* Start DATASET ROWS *
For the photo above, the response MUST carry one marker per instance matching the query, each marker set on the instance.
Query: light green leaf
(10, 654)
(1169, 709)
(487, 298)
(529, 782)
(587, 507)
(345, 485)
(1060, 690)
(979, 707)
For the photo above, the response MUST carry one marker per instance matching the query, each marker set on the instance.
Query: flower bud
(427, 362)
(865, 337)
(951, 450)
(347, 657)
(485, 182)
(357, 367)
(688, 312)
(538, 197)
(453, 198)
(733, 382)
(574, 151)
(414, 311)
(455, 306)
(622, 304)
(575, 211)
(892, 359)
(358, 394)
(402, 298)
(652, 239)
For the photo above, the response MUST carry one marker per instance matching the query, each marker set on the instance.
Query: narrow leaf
* End DATASET ROWS *
• **WHAT YOU SHOULD DO**: Rescale every point coordinate in the data above by a factor of 0.2, rounding each result to a whole number with halves going up. Write out all the lines again, leaving every other line unchanged.

• **TASK SOLUTION**:
For the photo above, the response MUST carry one marker per instance matching the query, each marker set on the instance.
Query: light green leaf
(2, 131)
(234, 142)
(97, 60)
(106, 156)
(117, 101)
(69, 97)
(212, 138)
(196, 141)
For the photo above, the response MUST carry one marker per instance matching the query, each marker set on the instance.
Query: flower bud
(85, 72)
(173, 67)
(190, 90)
(69, 131)
(97, 36)
(71, 73)
(138, 62)
(108, 39)
(91, 40)
(147, 76)
(115, 30)
(83, 62)
(91, 61)
(124, 61)
(115, 42)
(178, 72)
(72, 79)
(80, 60)
(130, 48)
For the photo above, the response MUST carry one marker per instance matching the query, each marker set on the instance.
Query: narrow leaf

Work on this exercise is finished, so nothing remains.